# Passage to read
------------------------------------

# DS-160 Personal Info 2 Page - Clarification



## kishore2b (Dec 27, 2012)

Hello Everyone

Good Day.

I am an Australian Citizen and applying for an E3 Visa and I haven't applied for OCI yet which will include cancellation of my Indian Passport which is valid until 2025. My passport technically can't be used for any travel activities as I have acquired Australian Citizenship and recieved an Australian Passport.

Should I mention* Yes/No* for the passport section highlighted after other country/region of origin. Appreciate your help.










Thanks


----------



## Bevdeforges (Nov 16, 2007)

Note the wording of the question:
Do you hold or *have you held*... 
So, in the past tense you have definitely held an Indian passport. Given that your Indian passport has been cancelled, you're fine with responding No to the second part of that question.


----------



## Moulard (Feb 3, 2017)

I actually disagree with Bev on this for regulatory reasons on the second half of her response. Your answers should be YES and YES not YES and NO until such time as you surrender your Indian Passport or it expires.

The second part of the question is geared at determining if you hold a passport that has not been formally cancelled - because conceptually you could travel on a valid uncancelled passport and the US wants to know the details of all the passports you could travel on..

So the answer to the second half of the question is YES until such time as your Indian passport expires or you formally surrender it.

Under the Citizenship Act of 1955 I understand that Indian citizenship will have been automatically terminated on voluntarily acquiring citizenship of Australia.

So on making the Australian citizenship pledge of commitment by oath or affirmation one automatically looses Indian citizenship.

While it would be an offence under the Indian Passport Act of 1967 for you to travel on an unexpired Indian passport, one still can do so, and as a historical footnote before OCI was introduced it was quite common (but illegal) to do so.

To mix metaphors, if a tree falls in the forest and the Indian government is not aware of it, has the tree really fallen.

------------------------------------

# Record extracts
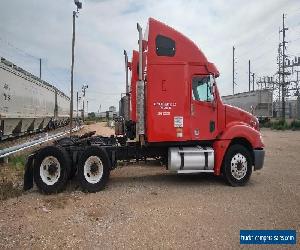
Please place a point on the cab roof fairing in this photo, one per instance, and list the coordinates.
(186, 49)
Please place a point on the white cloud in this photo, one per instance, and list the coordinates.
(105, 28)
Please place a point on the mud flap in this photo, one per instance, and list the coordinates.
(28, 175)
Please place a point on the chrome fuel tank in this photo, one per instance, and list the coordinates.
(190, 158)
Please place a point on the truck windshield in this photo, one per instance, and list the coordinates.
(201, 89)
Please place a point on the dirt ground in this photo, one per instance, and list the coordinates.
(144, 206)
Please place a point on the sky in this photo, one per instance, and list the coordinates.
(34, 29)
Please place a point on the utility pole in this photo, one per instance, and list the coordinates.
(84, 87)
(283, 92)
(77, 105)
(249, 75)
(79, 6)
(40, 68)
(233, 72)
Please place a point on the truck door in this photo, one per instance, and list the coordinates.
(203, 108)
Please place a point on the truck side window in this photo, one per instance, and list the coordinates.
(165, 46)
(201, 89)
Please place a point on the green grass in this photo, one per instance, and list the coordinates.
(282, 125)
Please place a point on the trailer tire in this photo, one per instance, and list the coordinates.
(237, 165)
(51, 169)
(93, 169)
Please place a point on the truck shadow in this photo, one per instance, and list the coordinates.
(163, 179)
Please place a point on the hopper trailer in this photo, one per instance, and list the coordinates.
(172, 111)
(27, 103)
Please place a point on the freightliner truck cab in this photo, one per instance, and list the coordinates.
(172, 111)
(173, 101)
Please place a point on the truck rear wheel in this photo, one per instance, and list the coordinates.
(51, 169)
(237, 165)
(93, 169)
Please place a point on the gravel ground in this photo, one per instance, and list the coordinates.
(144, 206)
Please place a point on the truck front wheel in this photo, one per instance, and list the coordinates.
(237, 165)
(93, 169)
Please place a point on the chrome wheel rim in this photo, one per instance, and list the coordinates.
(93, 169)
(239, 166)
(50, 170)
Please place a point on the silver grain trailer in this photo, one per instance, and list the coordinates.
(258, 102)
(27, 103)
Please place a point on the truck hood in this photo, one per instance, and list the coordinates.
(234, 115)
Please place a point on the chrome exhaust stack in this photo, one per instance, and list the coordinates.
(127, 98)
(140, 95)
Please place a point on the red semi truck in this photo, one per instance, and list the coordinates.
(172, 111)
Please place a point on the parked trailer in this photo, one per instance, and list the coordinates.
(179, 119)
(258, 102)
(27, 103)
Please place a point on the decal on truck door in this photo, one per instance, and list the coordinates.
(178, 121)
(164, 108)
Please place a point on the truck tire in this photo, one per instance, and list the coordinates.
(93, 169)
(51, 169)
(237, 167)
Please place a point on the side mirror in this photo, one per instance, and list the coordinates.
(213, 90)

------------------------------------

# Work to complete
1. Answer these from the DS-160 passport thread:
(a) Until what year is the original poster's Indian passport valid?
(b) Under which act does Moulard say Indian citizenship ends on voluntarily acquiring Australian citizenship?
(c) Which act makes it an offence to travel on an unexpired Indian passport?
2. Extend the DS-160 passport thread, picking up right after its final sentence.
The data stands apart from the DS-160 passport thread and is separate material.

# Solved tasks
1.
(a) 2025
(b) The Citizenship Act of 1955
(c) The Indian Passport Act of 1967

2.
Surrendering a valid Indian passport is the way to formally let the Indian government know you have performed an expatriating act.

If I was to really quibble, it is not until an India Passport & Visa Services Centre accepts the surrender, that the passport is cancelled, but for your purposes. If you are intending to apply for a PIO / OCI card, I would suggest that you need to answer YES until such time as you have made an OCI application through VFS or the passport expires at which point it is no longer a valid travel document.


----------



## Bevdeforges (Nov 16, 2007)

Basically we don't disagree here. I took the OPs statement about the cancellation of his passport as a done deal and on re-read I see that he is saying that it "will be" cancelled. Comes of reading through things too quickly I guess.

There are different protocols for different countries. I know the US makes a big deal out of returning even a cancelled passport to the holder. (With a couple of big old holes punched through the cover and front pages.) I'm always a bit surprised when France doesn't return an old passport on renewal, but I guess that's standard practice for more countries than I realized.


----------



## kishore2b (Dec 27, 2012)

Thanks for your response Moulard. I will update my DS-160 accordingly.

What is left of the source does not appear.